BEGIN

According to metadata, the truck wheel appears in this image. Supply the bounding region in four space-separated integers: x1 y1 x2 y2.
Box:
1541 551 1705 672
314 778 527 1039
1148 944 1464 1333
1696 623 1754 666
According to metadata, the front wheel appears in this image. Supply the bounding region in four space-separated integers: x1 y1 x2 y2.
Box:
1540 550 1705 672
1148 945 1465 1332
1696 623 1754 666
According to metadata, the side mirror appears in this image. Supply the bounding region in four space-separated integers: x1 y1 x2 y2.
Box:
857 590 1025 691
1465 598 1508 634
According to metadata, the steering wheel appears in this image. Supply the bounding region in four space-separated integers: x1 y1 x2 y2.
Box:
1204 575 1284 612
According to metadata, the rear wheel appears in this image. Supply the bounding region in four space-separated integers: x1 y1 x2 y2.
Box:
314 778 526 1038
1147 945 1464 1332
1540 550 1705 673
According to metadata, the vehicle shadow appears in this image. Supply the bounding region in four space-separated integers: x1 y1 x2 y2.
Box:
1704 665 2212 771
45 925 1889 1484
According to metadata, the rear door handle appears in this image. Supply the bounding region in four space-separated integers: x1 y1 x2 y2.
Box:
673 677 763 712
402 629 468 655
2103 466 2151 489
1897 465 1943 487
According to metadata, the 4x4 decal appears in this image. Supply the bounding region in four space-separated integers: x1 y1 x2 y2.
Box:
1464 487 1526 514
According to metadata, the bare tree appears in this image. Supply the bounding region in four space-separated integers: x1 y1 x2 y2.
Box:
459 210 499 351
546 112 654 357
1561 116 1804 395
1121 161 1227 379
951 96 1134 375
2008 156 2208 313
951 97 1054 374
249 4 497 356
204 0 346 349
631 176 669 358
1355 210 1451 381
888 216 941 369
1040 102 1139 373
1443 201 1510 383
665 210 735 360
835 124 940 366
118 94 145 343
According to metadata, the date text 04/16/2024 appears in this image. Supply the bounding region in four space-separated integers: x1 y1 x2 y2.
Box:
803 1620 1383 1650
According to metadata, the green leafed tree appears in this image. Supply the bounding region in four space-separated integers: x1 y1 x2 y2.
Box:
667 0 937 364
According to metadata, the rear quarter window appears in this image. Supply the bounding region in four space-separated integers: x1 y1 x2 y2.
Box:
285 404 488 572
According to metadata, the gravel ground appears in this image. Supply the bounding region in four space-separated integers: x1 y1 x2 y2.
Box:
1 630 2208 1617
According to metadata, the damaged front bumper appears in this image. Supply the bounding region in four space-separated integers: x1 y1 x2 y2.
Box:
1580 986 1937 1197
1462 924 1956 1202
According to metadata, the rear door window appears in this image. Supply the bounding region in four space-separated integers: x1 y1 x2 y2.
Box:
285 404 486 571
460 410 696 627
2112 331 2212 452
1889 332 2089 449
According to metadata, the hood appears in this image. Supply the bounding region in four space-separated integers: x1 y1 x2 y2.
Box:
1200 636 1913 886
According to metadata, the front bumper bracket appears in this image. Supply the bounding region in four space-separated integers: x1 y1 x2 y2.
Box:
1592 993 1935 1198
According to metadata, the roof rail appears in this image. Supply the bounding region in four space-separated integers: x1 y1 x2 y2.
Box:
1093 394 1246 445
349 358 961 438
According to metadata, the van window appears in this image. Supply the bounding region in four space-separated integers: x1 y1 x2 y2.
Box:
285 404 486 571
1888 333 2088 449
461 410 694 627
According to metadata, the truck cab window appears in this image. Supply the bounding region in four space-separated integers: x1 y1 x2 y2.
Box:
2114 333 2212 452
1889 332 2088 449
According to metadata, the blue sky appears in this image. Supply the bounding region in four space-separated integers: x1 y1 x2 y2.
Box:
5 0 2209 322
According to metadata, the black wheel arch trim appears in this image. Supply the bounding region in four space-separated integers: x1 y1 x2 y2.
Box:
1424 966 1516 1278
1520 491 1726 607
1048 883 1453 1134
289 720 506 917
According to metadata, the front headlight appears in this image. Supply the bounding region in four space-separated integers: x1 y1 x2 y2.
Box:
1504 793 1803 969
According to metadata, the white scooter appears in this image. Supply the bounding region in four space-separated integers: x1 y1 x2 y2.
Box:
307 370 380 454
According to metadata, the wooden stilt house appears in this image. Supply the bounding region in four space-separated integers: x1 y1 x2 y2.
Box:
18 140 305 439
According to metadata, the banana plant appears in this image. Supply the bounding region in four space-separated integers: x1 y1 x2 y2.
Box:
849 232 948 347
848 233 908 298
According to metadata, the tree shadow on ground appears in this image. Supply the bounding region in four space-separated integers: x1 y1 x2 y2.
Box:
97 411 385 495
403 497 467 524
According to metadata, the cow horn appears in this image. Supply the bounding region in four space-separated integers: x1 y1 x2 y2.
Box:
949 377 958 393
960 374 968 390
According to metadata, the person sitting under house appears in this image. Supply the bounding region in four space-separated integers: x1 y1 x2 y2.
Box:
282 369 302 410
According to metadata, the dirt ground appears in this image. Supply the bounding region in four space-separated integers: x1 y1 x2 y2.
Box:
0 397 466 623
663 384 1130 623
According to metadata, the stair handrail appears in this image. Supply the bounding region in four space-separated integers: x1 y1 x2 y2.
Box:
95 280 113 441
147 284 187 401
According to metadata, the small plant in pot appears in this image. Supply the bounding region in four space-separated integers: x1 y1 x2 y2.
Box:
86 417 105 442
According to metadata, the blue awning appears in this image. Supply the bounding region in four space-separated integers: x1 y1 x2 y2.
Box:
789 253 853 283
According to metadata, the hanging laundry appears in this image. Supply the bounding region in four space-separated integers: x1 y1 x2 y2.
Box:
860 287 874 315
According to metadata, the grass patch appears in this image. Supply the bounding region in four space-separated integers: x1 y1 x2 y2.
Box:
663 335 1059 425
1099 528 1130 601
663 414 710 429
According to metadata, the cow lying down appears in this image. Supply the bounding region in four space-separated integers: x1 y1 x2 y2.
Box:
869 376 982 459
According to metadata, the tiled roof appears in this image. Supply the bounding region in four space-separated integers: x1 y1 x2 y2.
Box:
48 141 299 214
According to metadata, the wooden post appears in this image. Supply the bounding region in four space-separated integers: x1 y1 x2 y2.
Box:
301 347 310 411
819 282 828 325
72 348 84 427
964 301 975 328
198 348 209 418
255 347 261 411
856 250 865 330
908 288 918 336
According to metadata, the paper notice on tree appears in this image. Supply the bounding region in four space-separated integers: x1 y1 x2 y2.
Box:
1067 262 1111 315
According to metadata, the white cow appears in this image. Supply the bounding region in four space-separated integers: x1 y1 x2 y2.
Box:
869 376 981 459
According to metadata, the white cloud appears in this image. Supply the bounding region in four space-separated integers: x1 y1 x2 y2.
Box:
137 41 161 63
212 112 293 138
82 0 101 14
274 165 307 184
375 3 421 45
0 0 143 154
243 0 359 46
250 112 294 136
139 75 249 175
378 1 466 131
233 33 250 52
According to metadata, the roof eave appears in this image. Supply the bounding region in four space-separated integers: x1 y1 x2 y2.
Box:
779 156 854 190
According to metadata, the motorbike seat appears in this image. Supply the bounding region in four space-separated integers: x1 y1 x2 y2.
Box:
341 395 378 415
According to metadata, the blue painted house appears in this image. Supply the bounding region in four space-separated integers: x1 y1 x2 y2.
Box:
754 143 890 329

END

**What you are asked to do**
Set the entries above down once more, exactly as they stand.

**Solution for this task**
According to metadata, the truck wheel appears in this image. Supply the bounding region in four space-separated integers: x1 y1 x2 y2.
Box:
1541 551 1705 672
314 778 527 1039
1148 944 1464 1333
1696 623 1754 666
According to metadata, the front wheel appears in this image. Supply the bounding region in four space-separated integers: x1 y1 x2 y2.
Box:
1540 550 1705 672
1148 945 1465 1332
1696 623 1754 666
According to metadata, the side mirror appears in this image. Supply the bounding region in four space-separated integers: x1 y1 x2 y2.
Box:
857 590 1025 691
1465 598 1508 634
According to metadata, the steering wheel appears in this image. Supply the bounding region in four space-separated integers: x1 y1 x2 y2.
Box:
1204 575 1284 612
According to metadata, the rear wheel appears in this image. Supply the bounding region in four space-separated integers: x1 y1 x2 y2.
Box:
314 778 526 1038
1147 945 1464 1332
1540 550 1705 673
According to metadata, the vehicle shadow appears in this image. Supply the bounding region in four space-separated integers: x1 y1 x2 y2.
Box:
1704 665 2212 771
45 925 1889 1484
According to metadata, the rear door handle appears in this image. Supply the bounding region in four space-separated integers: x1 y1 x2 y2.
Box:
673 677 763 712
402 629 468 655
2103 466 2151 489
1897 465 1943 487
According to metadata, the 4x4 decal appears in this image. Supply the bounding region in four space-separated integers: x1 y1 x2 y2.
Box:
1464 487 1526 514
According to metadata, the bare tree appears in this image. Supply the bounding region in four space-separated integers: x1 y1 x2 y2.
Box:
459 210 499 351
546 112 654 357
1561 116 1804 395
1121 161 1227 379
951 96 1134 375
2008 156 2208 313
951 97 1054 374
249 4 497 356
204 0 346 349
631 176 669 358
1355 210 1451 381
888 216 941 369
1040 102 1139 373
1443 201 1510 383
665 210 735 360
835 124 940 366
118 94 145 343
According to metadata, the date text 04/16/2024 appears in this image. Supply the bounding region in four space-separated integers: x1 y1 x2 y2.
Box:
803 1620 1383 1650
According to metadata, the green leafed tree appears in this image. Supply the bounding region in four space-separated integers: x1 y1 x2 y2.
Box:
667 0 937 364
According to metadata, the rear quarter window appears in this image. Supply the bounding region in four space-separated integers: x1 y1 x2 y2.
Box:
285 404 488 572
According to metadata, the gravel ground appears in this image. Supply the bounding region in four space-separated integers: x1 y1 x2 y2.
Box:
1 630 2208 1617
According to metadata, the damaged front bumper appears in this image. Supply the bounding region in four space-separated integers: x1 y1 x2 y2.
Box:
1580 986 1937 1197
1462 924 1956 1202
According to metadata, the rear door window appears in this image. Supply the bounding region in four space-separated integers: x1 y1 x2 y2.
Box:
285 404 486 571
460 410 696 627
2112 331 2212 452
1889 332 2089 449
According to metadata, the hood appears in this image. Supply the bounding region in four space-separated integers: x1 y1 x2 y2.
Box:
1200 636 1913 886
According to metadata, the front bumper bracket appears in this image. Supply the bounding region in four space-separated integers: x1 y1 x2 y2.
Box:
1592 993 1935 1198
According to metadata, the roof rail appears in this image. Supply the bounding region in four space-separated integers: x1 y1 x2 y2.
Box:
1093 394 1246 445
349 358 961 438
According to metadata, the van window appears in this image. Supply the bounding region in four space-separated integers: x1 y1 x2 y2.
Box:
285 404 486 571
1888 333 2088 449
461 410 694 627
According to metadata, the truck cab window appears in this image. Supply the bounding region in four space-separated integers: x1 y1 x2 y2.
Box:
2114 333 2212 452
1889 332 2088 449
According to metadata, the blue sky appears in this image. Supply the bounding region in four space-separated integers: x1 y1 x2 y2.
Box:
5 0 2209 322
According to metadata, the black wheel arch trim appears in this image. Supply the bounding region in four space-separated integers: x1 y1 x2 y2.
Box:
1424 966 1516 1278
1520 491 1726 607
1048 883 1453 1134
289 720 506 917
According to metadata, the front headlight appears in this image. Supply the bounding region in four space-separated integers: x1 y1 x2 y2.
Box:
1504 793 1803 969
According to metadata, the white scooter appears in this image. Supply the bounding region in four space-separated integers: x1 y1 x2 y2.
Box:
307 370 380 454
According to metadata, the wooden stilt house appears in this image. Supply the bounding region in four space-separated integers: x1 y1 x2 y2.
Box:
18 140 305 439
According to metadata, the banana plant appears in this image. Supply the bounding region in four space-separated integers: x1 y1 x2 y2.
Box:
849 232 948 347
848 233 908 298
According to metadata, the tree shadow on ground appears in this image. Supply the bounding region in four space-separated integers: x1 y1 x2 y2.
Box:
97 411 385 495
403 497 467 524
According to metadata, the cow horn appears in this image. Supply the bounding region in four space-separated integers: x1 y1 x2 y2.
Box:
949 377 958 393
960 374 968 390
According to metadata, the person sitting under house appears in this image. Supply the bounding region in four space-separated integers: x1 y1 x2 y2.
Box:
282 369 302 410
According to metadata, the dirt ground appears in this image. Supply the bounding region in four space-separated integers: x1 y1 x2 y2.
Box:
0 397 466 623
663 384 1130 623
According to metadata, the stair handrail appears in this image. Supply the bounding region in four space-separated integers: x1 y1 x2 y2.
Box:
95 280 113 441
147 284 187 401
According to metadata, the small plant in pot appears in this image. Supply the bounding region in four space-separated integers: x1 y1 x2 y2.
Box:
86 417 105 442
According to metadata, the blue awning appears in this image. Supply the bounding region in four space-separated integers: x1 y1 x2 y2.
Box:
789 253 853 283
According to metadata, the hanging laundry appears in this image. Supply the bounding region in four space-separated integers: x1 y1 x2 y2.
Box:
860 287 874 315
According to metadata, the grass patch appears in this image. Supply the bounding region in four space-separated integers: x1 y1 x2 y2.
Box:
663 335 1059 425
1099 528 1130 601
663 414 710 429
According to metadata, the cow lying down appears in this image. Supply the bounding region in four space-separated integers: x1 y1 x2 y2.
Box:
869 376 982 459
According to metadata, the tiled roof appears in this image. Supply the bounding region in four space-separated integers: x1 y1 x2 y2.
Box:
48 141 299 214
According to metadata, the wooden post appears in this image. Supply the bounding region in four space-separated integers: x1 y1 x2 y2.
Box:
301 347 310 411
819 282 828 325
72 348 84 427
964 301 975 328
198 348 209 418
255 347 261 411
856 250 865 330
908 288 918 336
According to metadata, the paper notice on tree appears in this image. Supply the bounding region in four space-separated integers: x1 y1 x2 y2.
Box:
1067 262 1111 315
According to metadata, the white cow appears in this image. Supply the bounding region in four space-separated integers: x1 y1 x2 y2.
Box:
869 376 981 459
According to metadata, the white cloud appears in this image. Supply the bounding region in four space-separated integers: x1 y1 x2 y2.
Box:
137 41 161 63
212 112 293 138
82 0 101 14
274 165 307 184
375 3 421 45
0 0 143 154
243 0 359 46
250 112 294 136
139 75 249 175
378 1 466 131
233 33 250 52
According to metadata, the roof eave appears in this image. Supply the bounding region in four space-separated integers: x1 y1 x2 y2.
Box:
779 156 854 190
According to metadata, the motorbike seat appears in this image. Supply the bounding region in four space-separated integers: x1 y1 x2 y2.
Box:
341 395 378 415
According to metadata, the blue painted house appears in this image. Supply the bounding region in four space-separated integers: x1 y1 x2 y2.
Box:
754 143 890 329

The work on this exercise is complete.